* PROVIDED DATA *
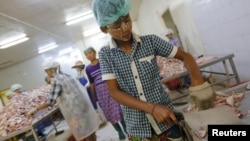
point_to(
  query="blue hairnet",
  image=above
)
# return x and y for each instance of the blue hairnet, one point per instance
(108, 11)
(15, 87)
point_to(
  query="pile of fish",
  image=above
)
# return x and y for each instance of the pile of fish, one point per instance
(233, 100)
(170, 66)
(13, 115)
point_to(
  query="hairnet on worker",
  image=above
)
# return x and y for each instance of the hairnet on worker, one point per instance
(14, 87)
(51, 65)
(9, 94)
(108, 11)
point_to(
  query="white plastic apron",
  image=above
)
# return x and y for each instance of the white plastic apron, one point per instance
(76, 107)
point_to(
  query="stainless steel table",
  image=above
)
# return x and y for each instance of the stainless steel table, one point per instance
(224, 60)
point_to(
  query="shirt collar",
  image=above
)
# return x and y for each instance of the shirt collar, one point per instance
(135, 37)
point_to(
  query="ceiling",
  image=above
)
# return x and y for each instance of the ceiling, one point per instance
(44, 22)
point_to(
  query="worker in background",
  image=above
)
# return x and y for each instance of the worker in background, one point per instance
(128, 66)
(82, 76)
(172, 39)
(47, 80)
(72, 100)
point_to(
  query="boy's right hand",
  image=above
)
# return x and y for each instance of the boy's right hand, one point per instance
(164, 115)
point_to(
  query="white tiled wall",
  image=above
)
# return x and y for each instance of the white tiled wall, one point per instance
(224, 27)
(210, 27)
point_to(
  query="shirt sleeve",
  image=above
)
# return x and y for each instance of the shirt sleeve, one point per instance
(56, 90)
(163, 48)
(88, 71)
(106, 68)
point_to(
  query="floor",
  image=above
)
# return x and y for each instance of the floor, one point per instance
(106, 133)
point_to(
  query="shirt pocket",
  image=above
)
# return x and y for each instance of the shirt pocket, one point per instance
(148, 66)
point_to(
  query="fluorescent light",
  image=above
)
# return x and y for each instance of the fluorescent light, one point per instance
(65, 51)
(79, 18)
(13, 41)
(47, 48)
(91, 32)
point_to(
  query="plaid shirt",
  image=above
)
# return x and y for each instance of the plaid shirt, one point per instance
(57, 86)
(138, 75)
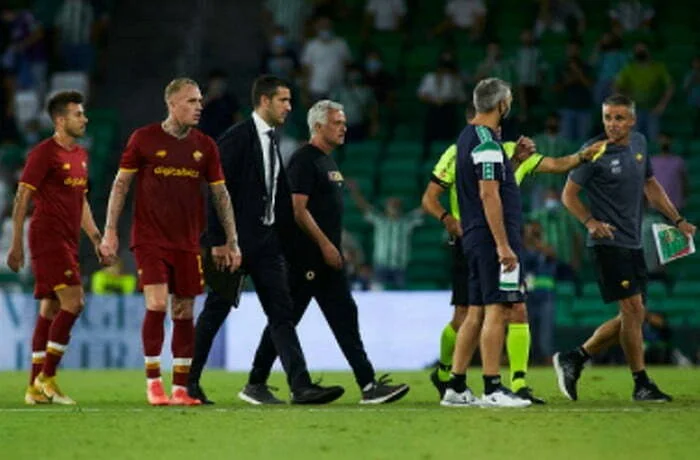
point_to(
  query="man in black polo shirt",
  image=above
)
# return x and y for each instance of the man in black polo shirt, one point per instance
(616, 183)
(317, 270)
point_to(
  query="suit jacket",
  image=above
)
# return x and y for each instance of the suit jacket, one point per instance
(242, 163)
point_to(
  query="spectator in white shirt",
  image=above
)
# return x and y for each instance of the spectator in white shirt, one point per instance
(324, 59)
(441, 91)
(385, 15)
(464, 15)
(631, 15)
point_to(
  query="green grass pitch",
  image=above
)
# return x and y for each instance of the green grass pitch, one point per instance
(114, 422)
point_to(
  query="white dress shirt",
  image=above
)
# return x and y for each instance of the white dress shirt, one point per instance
(263, 128)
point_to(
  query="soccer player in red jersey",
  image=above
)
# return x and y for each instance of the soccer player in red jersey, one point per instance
(170, 160)
(55, 177)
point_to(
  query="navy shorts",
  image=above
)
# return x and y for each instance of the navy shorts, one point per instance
(484, 278)
(460, 276)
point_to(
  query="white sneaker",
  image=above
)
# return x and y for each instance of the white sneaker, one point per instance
(454, 399)
(503, 398)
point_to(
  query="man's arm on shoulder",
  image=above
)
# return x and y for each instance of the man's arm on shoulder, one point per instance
(567, 163)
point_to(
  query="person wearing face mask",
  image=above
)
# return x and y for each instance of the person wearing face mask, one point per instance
(525, 163)
(617, 182)
(649, 83)
(361, 108)
(324, 59)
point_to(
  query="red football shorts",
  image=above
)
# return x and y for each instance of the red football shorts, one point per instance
(180, 270)
(54, 271)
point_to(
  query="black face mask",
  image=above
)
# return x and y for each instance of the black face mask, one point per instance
(504, 114)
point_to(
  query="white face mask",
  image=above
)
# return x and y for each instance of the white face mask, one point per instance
(551, 203)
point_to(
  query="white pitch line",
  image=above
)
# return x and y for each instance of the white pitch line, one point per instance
(94, 410)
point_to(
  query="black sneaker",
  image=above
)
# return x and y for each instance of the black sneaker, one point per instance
(258, 394)
(568, 368)
(526, 393)
(195, 391)
(650, 392)
(316, 394)
(439, 385)
(381, 392)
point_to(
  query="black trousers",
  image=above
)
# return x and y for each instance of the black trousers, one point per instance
(331, 290)
(267, 268)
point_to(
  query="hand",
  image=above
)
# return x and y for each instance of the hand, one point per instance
(103, 260)
(592, 150)
(507, 258)
(452, 226)
(225, 257)
(332, 256)
(687, 228)
(15, 257)
(525, 146)
(236, 257)
(599, 230)
(110, 245)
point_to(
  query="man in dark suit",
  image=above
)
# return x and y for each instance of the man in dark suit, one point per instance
(257, 183)
(318, 270)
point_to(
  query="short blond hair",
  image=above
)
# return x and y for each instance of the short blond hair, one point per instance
(176, 85)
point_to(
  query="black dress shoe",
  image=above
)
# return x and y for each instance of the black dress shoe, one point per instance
(316, 394)
(195, 391)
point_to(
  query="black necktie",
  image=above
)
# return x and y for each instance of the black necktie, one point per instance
(271, 157)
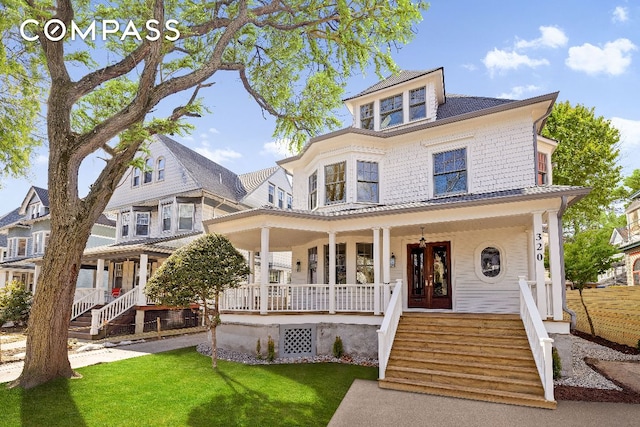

* WHAT IS EXPECTED *
Images stay out, but the rest of the data above must be repeated exactly.

* COMPLETED TASK *
point_to(
  query="blue hairnet",
  image=above
)
# return x and y for each instance of the blue hairnet, one point per instance
(108, 11)
(15, 87)
point_to(
  query="pile of fish",
  image=above
)
# return x and y for each instance of the pile of fish, one point per instance
(233, 100)
(170, 66)
(13, 115)
point_to(
  query="hairnet on worker",
  image=above
)
# return x and y for each instance of the hairnet on worker, one point per instance
(14, 87)
(51, 65)
(9, 94)
(108, 11)
point_to(
  query="white plastic apron",
  image=above
)
# return x and y for each instance of the white plastic apron, one point per instance
(76, 107)
point_to(
  query="stainless steel table",
  image=above
)
# return x and y for each instance of the stainless steel table, one point per instance
(224, 60)
point_to(
  query="shirt collar",
  image=above
)
# return x and y for each instance of the shirt collar, one point per instance
(135, 37)
point_to(
  query="ceiling",
  image=above
)
# return x and y for each instance of the ceiling, one point per instance
(44, 22)
point_to(
  query="worker in background",
  image=above
)
# return x and y for each instance of the worker in background, one point per instance
(128, 66)
(82, 76)
(172, 39)
(47, 80)
(72, 100)
point_to(
  query="boy's right hand",
  image=above
)
# return x and y for each instance of the boy's right hand, one point per instance
(164, 115)
point_to(
  query="white tiled wall",
  image=above
)
# return x and y for each instance of the white tiled wall, one point per instance
(224, 27)
(210, 27)
point_to(
  query="shirt sleeve",
  image=above
)
# return x and y for each instance of the shirt sleeve, one point per instance
(56, 90)
(163, 48)
(88, 71)
(106, 68)
point_to(
  query="floor",
  image=above
)
# return x and y for each instance of the floor, one point per instance
(106, 133)
point_to(
  query="shirt pocket",
  image=above
)
# return x and y for each instance of the shirt pocket, one point per instance
(148, 66)
point_to(
  query="fluorescent light",
  image=above
)
# return x and y for each instance of the fluorescent light, one point per instance
(65, 51)
(79, 18)
(13, 41)
(47, 48)
(91, 32)
point_to(
  query="plaid shirt",
  image=above
)
# return x and y for each instance of the plaid shirt, one point per instance
(57, 86)
(138, 75)
point_to(
  query="man in black polo shirt",
  image=above
)
# return x and y for each instance of the man in black polo shirt, one point per instance
(616, 183)
(317, 270)
point_to(
  query="suit jacket",
  image=above
)
# return x and y for each instance of the suit jacket, one point per instance
(242, 163)
point_to(
  query="spectator in white shirt",
  image=above
)
# return x and y for each instance of the spectator in white shirt, one point per instance
(324, 59)
(441, 91)
(385, 15)
(464, 15)
(631, 15)
point_to(
  query="green grass pitch",
  image=above
)
# return x and y for each instance of the green grass pitch, one point per instance
(114, 422)
point_to(
  query="white dress shirt",
  image=above
)
# return x and y for each instance of the white dress shirt, one point per instance
(263, 128)
point_to(
  query="soccer player in red jersey",
  image=above
)
# return x and y for each instance of the soccer player in red jersey, one point per instance
(170, 160)
(55, 177)
point_to(
  query="navy shorts",
  image=above
)
# return x and y for each instance of the navy shorts, one point per instance
(484, 278)
(460, 276)
point_to(
  query="white sneaker",
  image=above
)
# return x and y for each instance of the white sneaker, one point per instance
(454, 399)
(503, 398)
point_to(
  query="man's arm on shoulder",
  image=above
)
# return x and y for each instance of the man's arm on shoulder, one point per instance
(567, 163)
point_to(
  query="person wearing face mask",
  image=above
)
# return x and y for each instance of the person wearing face mask, one point per instance
(525, 163)
(617, 182)
(649, 83)
(361, 108)
(324, 59)
point_to(
  query="red football shorts",
  image=above
)
# return x and y for each instance of the red football shorts, one point per instance
(180, 270)
(54, 271)
point_to(
  query="black face mask",
  image=above
)
# return x and y for each instance of the black face mask, one point per instance
(504, 114)
point_to(
  query="white face mask",
  image=above
)
# return x and y for each instance of the white face mask, one point per instance
(551, 203)
point_to(
  query="white pitch line",
  image=above
)
# return x and y for each instance of the white pitch line, one point per instance
(94, 410)
point_to(
  query="black sneaker",
  image=above
)
# return x and y for each instance of the black sneaker, one point per instance
(258, 394)
(568, 368)
(526, 393)
(195, 391)
(650, 392)
(316, 394)
(439, 385)
(381, 392)
point_to(
  query="black trousers",
  image=above
)
# return x and y for each instance of the black trousers, one point per instance
(331, 290)
(267, 268)
point_to(
  query="hand",
  image=above
)
# return x and y for each instance of the hand, one point per instance
(103, 260)
(592, 150)
(507, 258)
(452, 226)
(225, 257)
(332, 256)
(687, 228)
(15, 257)
(525, 146)
(236, 257)
(599, 230)
(110, 245)
point_to(
  query="man in dark suit",
  image=above
)
# return x and y for each instance of the man in dark suit, one point per instance
(257, 183)
(318, 270)
point_to(
  query="short blond hair",
  image=above
)
# return x and y for each instance of the short blond hair, one point per instance
(176, 85)
point_to(
  query="black dress shoe",
  image=above
)
# return x and y for each instance of the black dress shoe, one point per instance
(316, 394)
(195, 391)
point_to(
  query="black necktie",
  image=above
)
# return x and y for each instance of the black necktie, one point per instance
(271, 157)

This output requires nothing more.